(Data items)
━━━━━━━━
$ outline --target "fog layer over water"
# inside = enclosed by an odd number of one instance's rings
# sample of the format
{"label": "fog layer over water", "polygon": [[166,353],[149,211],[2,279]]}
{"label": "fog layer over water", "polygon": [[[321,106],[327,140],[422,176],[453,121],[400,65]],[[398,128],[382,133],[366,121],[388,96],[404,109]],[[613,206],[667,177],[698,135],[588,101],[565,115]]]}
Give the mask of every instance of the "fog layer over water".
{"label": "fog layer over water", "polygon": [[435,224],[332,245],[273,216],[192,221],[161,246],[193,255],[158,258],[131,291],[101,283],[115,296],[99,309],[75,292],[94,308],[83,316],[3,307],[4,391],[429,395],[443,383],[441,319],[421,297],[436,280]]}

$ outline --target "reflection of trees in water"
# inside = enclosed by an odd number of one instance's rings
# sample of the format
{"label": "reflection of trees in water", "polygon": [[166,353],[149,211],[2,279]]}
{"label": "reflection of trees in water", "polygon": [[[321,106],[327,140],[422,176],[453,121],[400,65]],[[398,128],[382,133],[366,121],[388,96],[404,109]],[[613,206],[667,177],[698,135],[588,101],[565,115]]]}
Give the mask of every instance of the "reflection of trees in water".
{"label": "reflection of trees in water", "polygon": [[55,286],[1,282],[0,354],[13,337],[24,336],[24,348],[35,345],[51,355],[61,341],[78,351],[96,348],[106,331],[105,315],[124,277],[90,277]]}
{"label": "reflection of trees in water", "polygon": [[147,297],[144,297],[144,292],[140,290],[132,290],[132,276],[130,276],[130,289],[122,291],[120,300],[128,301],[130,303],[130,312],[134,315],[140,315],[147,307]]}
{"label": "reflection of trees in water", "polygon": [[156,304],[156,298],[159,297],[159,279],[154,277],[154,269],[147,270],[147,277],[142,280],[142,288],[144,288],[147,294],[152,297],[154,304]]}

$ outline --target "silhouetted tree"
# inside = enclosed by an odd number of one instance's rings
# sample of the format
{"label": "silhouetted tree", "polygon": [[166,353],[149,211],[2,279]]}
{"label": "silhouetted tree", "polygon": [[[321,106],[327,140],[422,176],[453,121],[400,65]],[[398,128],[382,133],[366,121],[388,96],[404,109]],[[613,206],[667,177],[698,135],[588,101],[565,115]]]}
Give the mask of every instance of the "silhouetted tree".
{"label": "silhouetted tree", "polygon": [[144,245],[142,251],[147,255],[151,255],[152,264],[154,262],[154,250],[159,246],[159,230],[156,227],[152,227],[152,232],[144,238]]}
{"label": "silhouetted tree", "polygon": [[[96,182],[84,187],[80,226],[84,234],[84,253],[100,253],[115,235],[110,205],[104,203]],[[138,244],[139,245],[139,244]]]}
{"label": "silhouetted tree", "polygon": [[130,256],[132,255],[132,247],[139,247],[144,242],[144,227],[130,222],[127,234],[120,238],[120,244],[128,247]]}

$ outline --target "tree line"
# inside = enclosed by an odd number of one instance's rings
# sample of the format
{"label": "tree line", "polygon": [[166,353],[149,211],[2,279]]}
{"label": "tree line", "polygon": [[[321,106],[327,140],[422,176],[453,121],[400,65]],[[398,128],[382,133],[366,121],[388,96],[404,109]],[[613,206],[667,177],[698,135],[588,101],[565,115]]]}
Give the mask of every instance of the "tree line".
━━━━━━━━
■ Objective
Set down all of the data above, word for word.

■ Response to this task
$ outline --target "fog layer over water"
# inside = enclosed by an odd number of one instance's rings
# sample of the format
{"label": "fog layer over water", "polygon": [[166,353],[149,211],[2,279]]}
{"label": "fog layer over water", "polygon": [[[321,106],[327,140],[422,176],[453,121],[400,65]],[[398,128],[382,133],[366,121],[388,96],[404,109]],[[613,206],[667,177],[698,135],[588,101],[565,115]]]}
Give the mask of every instance of the "fog layer over water".
{"label": "fog layer over water", "polygon": [[435,224],[332,245],[273,216],[192,221],[161,246],[193,255],[158,258],[131,291],[101,283],[115,296],[99,309],[75,292],[94,308],[83,316],[3,307],[4,391],[429,395],[443,383],[441,319],[421,297],[436,280]]}

$ outline --target "reflection of trees in water"
# inside = enclosed by an odd number of one instance's rings
# sample of the format
{"label": "reflection of trees in water", "polygon": [[166,353],[149,211],[2,279]]}
{"label": "reflection of trees in water", "polygon": [[[321,106],[327,140],[422,176],[453,121],[400,65]],[[398,128],[382,133],[366,121],[388,96],[404,109]],[[613,206],[667,177],[698,135],[588,101],[565,115]]]}
Give the mask of every instance of the "reflection of trees in water".
{"label": "reflection of trees in water", "polygon": [[55,286],[1,282],[0,354],[13,337],[24,336],[24,348],[35,345],[51,355],[61,341],[78,351],[96,348],[106,331],[105,315],[124,277],[90,277]]}
{"label": "reflection of trees in water", "polygon": [[147,297],[144,297],[144,292],[140,290],[132,290],[132,276],[130,276],[130,289],[122,291],[120,300],[128,301],[130,303],[130,312],[134,315],[140,315],[147,307]]}
{"label": "reflection of trees in water", "polygon": [[156,304],[156,298],[159,297],[159,279],[154,277],[154,269],[147,270],[147,277],[142,280],[142,288],[144,288],[147,294],[152,297],[154,304]]}

$ outline --target "silhouetted tree"
# inside = enclosed by an odd number of one instance's rings
# sample of the format
{"label": "silhouetted tree", "polygon": [[166,353],[149,211],[2,279]]}
{"label": "silhouetted tree", "polygon": [[[321,106],[327,140],[422,176],[453,121],[400,65]],[[398,128],[382,133],[366,121],[388,96],[404,109]],[[613,206],[667,177],[698,135],[588,101],[565,115]]]}
Give the mask of every instance of the "silhouetted tree".
{"label": "silhouetted tree", "polygon": [[144,245],[142,251],[147,255],[151,255],[152,264],[154,262],[154,250],[159,246],[159,230],[156,227],[152,227],[152,232],[144,238]]}
{"label": "silhouetted tree", "polygon": [[[96,182],[84,187],[80,226],[84,234],[84,253],[100,253],[115,235],[110,205],[104,203]],[[138,244],[139,245],[139,244]]]}
{"label": "silhouetted tree", "polygon": [[130,256],[132,255],[132,247],[139,247],[144,242],[144,227],[130,222],[127,234],[120,238],[120,244],[128,247]]}

$ outline --target "tree line"
# inside = enclosed by an odd number of one instance's rings
# sample of the format
{"label": "tree line", "polygon": [[166,353],[149,211],[2,279]]}
{"label": "tree line", "polygon": [[[321,106],[327,140],[422,176],[453,121],[400,65]],[[398,128],[382,133],[366,121],[388,96],[404,109]],[[613,206],[667,177],[698,135],[588,101],[565,115]]]}
Give the mask of every instance of the "tree line".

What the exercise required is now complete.